» **TAREAS PROPUESTAS**
- 1) Responda a las siguientes preguntas sobre el texto acerca de la obra de Iturbide:
(a) ¿Qué le sale por la boca a la fotógrafa en el autorretrato mencionado?
(b) ¿Qué le gusta visitar a la fotógrafa en los pueblos y otros lugares a los que viaja?
(c) ¿Dónde fue captada La novia muerte y en qué año?
- 2) Reescriba el fragmento del texto sobre la obra de Iturbide que va desde "En esa misma" hasta "con los pájaros.", sustituyendo "pájaros" por "cuervos".

» **TEXTO DEL EJERCICIO**
☆ ☆ ☆ ☆

En esa misma línea, imposible ignorar el autorretrato en que le salen culebras por la boca, fotografía que representa de forma elocuente las imágenes más aterradoras de los mitos y los cuentos de hadas milenarios. “¿Qué diría Freud de todo esto?”, se pregunta divertida la fotógrafa. También la imagen en la que sujeta dos pájaros muertos a la altura de sus ojos, que simulan adoptar las alas de las aves; antifaz hecho de la simbiosis de la mujer con los pájaros.
Aficionada a visitar los panteones de pueblos y otros lugares a los que viaja, en la obra de Iturbide hay imágenes alusivas a la muerte, a veces representada en forma de calaveras. La fotógrafa capta la muerte como fenómeno popular; más que investigarla, es una manera de encontrar sus símbolos. Captada en Chalma, en La novia muerte (1990) retrató a una mujer con traje de novia que cubre su rostro con una máscara de calavera. La mujer extiende el brazo y estira el largo velo que le llega a los pies, que guarda una sombra curiosa, como si alguien se escondiera detrás de ella.

☆ ☆ ☆ ☆

» **CONJUNTO DE DATOS**
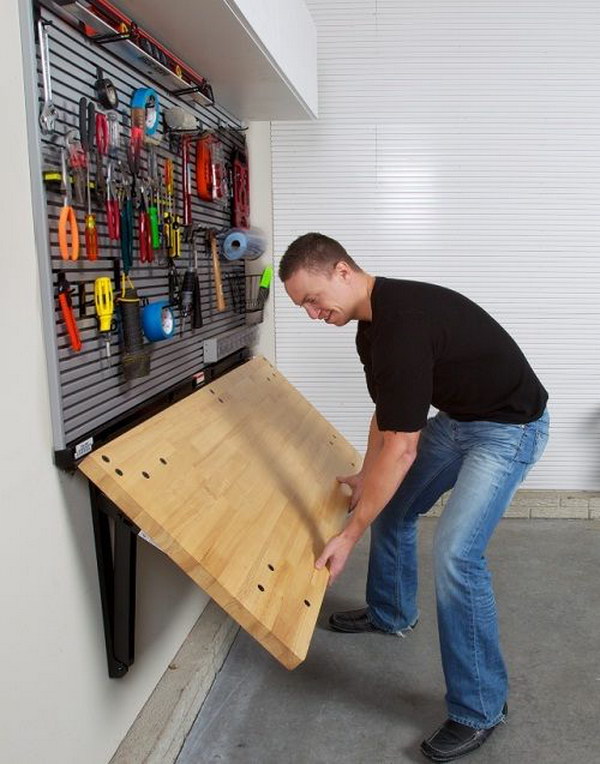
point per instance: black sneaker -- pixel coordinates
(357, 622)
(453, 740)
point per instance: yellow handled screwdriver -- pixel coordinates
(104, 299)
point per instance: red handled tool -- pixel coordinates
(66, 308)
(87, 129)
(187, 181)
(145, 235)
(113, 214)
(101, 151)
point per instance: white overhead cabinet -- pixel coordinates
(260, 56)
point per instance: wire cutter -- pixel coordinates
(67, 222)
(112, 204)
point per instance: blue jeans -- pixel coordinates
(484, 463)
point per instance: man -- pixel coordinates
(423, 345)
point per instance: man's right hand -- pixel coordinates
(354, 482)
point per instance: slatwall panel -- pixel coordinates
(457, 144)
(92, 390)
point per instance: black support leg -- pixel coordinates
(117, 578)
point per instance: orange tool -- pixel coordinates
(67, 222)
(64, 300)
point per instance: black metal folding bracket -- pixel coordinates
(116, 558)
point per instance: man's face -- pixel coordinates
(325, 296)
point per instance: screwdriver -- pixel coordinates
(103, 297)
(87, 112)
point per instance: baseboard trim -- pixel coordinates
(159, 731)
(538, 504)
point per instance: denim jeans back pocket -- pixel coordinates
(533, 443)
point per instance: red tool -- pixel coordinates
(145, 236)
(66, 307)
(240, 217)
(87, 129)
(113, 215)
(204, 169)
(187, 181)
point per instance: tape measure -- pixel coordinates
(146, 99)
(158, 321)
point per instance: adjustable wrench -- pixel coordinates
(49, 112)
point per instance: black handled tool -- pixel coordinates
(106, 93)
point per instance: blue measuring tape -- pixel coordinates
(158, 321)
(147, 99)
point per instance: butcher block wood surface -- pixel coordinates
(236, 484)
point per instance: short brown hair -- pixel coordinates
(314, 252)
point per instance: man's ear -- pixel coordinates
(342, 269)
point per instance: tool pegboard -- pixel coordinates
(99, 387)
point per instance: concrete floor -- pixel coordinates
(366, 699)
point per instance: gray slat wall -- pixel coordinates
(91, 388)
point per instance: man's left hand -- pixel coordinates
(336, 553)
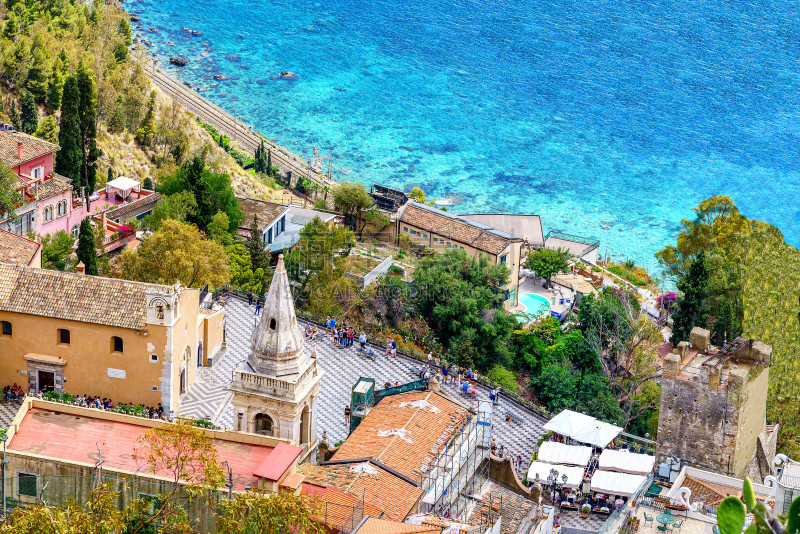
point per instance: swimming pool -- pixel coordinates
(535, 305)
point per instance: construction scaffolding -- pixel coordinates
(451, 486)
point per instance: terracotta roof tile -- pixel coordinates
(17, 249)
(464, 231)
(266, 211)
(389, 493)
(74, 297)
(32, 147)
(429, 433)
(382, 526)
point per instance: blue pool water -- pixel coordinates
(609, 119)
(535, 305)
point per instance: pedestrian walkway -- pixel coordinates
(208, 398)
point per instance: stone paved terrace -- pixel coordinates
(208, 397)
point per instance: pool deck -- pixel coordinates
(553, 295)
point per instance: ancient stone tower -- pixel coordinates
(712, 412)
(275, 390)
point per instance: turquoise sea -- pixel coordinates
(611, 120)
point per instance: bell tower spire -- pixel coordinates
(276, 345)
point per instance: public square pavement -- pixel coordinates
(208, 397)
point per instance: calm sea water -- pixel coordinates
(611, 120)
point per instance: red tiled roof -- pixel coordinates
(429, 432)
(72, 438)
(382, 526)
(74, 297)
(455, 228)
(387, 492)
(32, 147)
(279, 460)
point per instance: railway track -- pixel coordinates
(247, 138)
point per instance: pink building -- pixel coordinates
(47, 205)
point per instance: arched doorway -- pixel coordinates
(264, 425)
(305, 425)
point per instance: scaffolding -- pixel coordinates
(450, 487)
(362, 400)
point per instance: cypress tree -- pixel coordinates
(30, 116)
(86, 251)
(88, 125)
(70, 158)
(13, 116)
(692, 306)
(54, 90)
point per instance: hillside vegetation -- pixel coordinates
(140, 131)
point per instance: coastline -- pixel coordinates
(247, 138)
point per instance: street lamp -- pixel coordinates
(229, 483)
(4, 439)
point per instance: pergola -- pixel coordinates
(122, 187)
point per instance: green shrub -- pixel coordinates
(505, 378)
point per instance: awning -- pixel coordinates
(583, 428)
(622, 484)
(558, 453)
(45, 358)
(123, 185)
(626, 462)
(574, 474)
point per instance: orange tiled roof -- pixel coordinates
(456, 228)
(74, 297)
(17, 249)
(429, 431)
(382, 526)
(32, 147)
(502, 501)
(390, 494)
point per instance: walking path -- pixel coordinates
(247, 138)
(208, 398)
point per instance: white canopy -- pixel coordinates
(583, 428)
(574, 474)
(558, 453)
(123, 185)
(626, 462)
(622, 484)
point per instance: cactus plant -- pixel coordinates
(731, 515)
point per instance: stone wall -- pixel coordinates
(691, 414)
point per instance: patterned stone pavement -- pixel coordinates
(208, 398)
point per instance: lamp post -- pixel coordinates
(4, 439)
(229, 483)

☆ ☆ ☆ ☆

» **SOLUCIONES**
- 1)
(a) Culebras.
(b) Los panteones.
(c) En Chalma, en 1990.

- 2)
En esa misma línea, imposible ignorar el autorretrato en que le salen culebras por la boca, fotografía que representa de forma elocuente las imágenes más aterradoras de los mitos y los cuentos de hadas milenarios. “¿Qué diría Freud de todo esto?”, se pregunta divertida la fotógrafa. También la imagen en la que sujeta dos cuervos muertos a la altura de sus ojos, que simulan adoptar las alas de las aves; antifaz hecho de la simbiosis de la mujer con los cuervos.